▸ SELECTED PASSAGE
Finally, and far most significantly, the Division Bench it must be said then very rightly minces no words to commendably mandate in para 16 holding that, “Though the dying declaration can be the sole basis of conviction, yet as this dying declaration Exhibit-31 fails to comply the yardsticks, it is not reliable. Even after considering the ratio in Ganpat Bakaramji Lad vs.
The State of Maharashtra (supra), the dying declaration in the present case is not inspiring confidence. Further, part of it has been, in a way rejected by the trial Court itself while acquitting the present accused as well as other accused for the offence punishable under Section 498-A of the Indian Penal Code. Such bifurcation or acceptance in part only, cannot be allowed.
The dying declaration will have to be read in its entirety. At the cost of repetition, it can be said that since there are over writings also and the aforesaid unexplained facts leads us to conclude that Exhibit-31, dying declaration is a concocted document or a prepared document and it ought to have been discarded outright by the learned Additional Sessions Judge.

▸ GIVEN RECORDS
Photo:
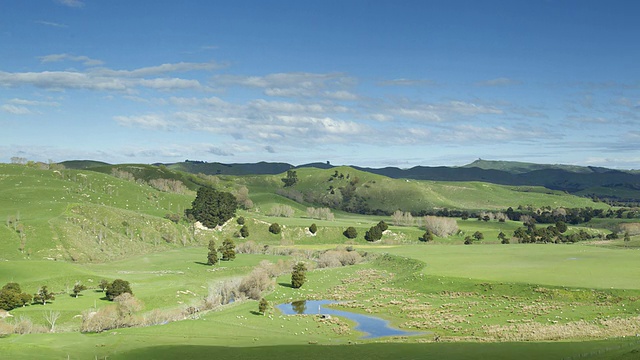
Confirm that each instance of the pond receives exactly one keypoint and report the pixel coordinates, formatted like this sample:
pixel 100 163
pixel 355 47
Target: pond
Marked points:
pixel 373 327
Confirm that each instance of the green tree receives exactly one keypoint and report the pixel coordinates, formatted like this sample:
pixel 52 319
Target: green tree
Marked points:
pixel 351 232
pixel 103 284
pixel 382 226
pixel 212 207
pixel 299 275
pixel 503 238
pixel 212 256
pixel 275 228
pixel 427 236
pixel 262 306
pixel 78 288
pixel 374 234
pixel 117 288
pixel 43 295
pixel 291 179
pixel 11 296
pixel 244 231
pixel 561 226
pixel 228 250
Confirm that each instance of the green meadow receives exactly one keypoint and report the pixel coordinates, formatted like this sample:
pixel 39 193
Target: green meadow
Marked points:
pixel 482 301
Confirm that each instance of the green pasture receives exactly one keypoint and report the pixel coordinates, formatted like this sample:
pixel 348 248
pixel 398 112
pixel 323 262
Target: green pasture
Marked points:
pixel 552 264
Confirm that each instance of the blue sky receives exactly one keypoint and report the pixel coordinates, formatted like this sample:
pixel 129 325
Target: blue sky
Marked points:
pixel 370 83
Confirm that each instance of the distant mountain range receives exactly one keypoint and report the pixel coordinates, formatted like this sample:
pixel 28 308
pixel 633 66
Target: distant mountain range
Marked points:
pixel 604 183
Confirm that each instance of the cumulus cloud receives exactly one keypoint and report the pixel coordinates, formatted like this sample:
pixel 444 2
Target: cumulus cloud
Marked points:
pixel 296 85
pixel 52 24
pixel 15 110
pixel 219 151
pixel 85 60
pixel 502 81
pixel 150 121
pixel 71 3
pixel 406 82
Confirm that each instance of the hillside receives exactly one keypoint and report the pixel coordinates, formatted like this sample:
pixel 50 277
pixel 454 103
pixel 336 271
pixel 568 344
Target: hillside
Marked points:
pixel 354 190
pixel 84 215
pixel 598 182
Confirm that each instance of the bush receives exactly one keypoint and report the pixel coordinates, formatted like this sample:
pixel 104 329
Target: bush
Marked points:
pixel 298 276
pixel 351 232
pixel 244 231
pixel 228 250
pixel 441 226
pixel 374 234
pixel 275 228
pixel 117 288
pixel 427 236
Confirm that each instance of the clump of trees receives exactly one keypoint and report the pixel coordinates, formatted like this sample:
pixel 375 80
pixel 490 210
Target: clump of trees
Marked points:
pixel 401 218
pixel 351 233
pixel 320 213
pixel 427 236
pixel 228 250
pixel 43 295
pixel 281 211
pixel 212 256
pixel 440 226
pixel 291 179
pixel 212 207
pixel 275 228
pixel 375 232
pixel 298 275
pixel 117 288
pixel 12 296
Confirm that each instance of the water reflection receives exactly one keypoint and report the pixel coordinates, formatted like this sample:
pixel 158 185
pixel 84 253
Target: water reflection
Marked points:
pixel 372 326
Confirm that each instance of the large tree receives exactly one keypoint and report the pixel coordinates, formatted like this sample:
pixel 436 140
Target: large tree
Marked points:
pixel 299 275
pixel 212 257
pixel 43 295
pixel 11 297
pixel 228 250
pixel 212 207
pixel 117 288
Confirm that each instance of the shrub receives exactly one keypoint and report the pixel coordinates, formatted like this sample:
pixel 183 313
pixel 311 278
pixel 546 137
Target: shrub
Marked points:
pixel 441 226
pixel 117 288
pixel 244 231
pixel 275 228
pixel 298 275
pixel 374 234
pixel 350 232
pixel 253 285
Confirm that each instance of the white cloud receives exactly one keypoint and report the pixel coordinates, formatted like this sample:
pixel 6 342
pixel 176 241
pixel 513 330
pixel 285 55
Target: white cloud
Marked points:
pixel 159 69
pixel 15 110
pixel 502 81
pixel 85 60
pixel 144 121
pixel 52 24
pixel 16 101
pixel 406 82
pixel 71 3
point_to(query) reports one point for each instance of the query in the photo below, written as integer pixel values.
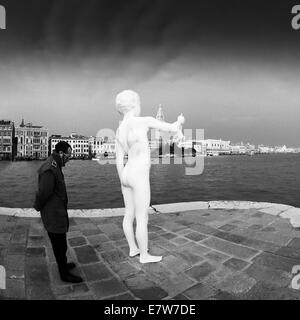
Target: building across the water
(78, 143)
(32, 141)
(7, 140)
(216, 147)
(100, 146)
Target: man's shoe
(69, 277)
(71, 265)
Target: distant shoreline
(282, 210)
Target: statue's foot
(148, 258)
(135, 252)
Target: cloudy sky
(233, 69)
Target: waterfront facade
(78, 143)
(7, 143)
(32, 141)
(217, 147)
(100, 146)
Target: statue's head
(128, 100)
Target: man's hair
(62, 146)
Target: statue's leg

▸ TASK BRIEF
List every court or judge mentioned in the passage on the dying declaration. Answer using only the passage on the dying declaration.

▸ FINISHED EXERCISE
- the Division Bench
- the trial Court
- the learned Additional Sessions Judge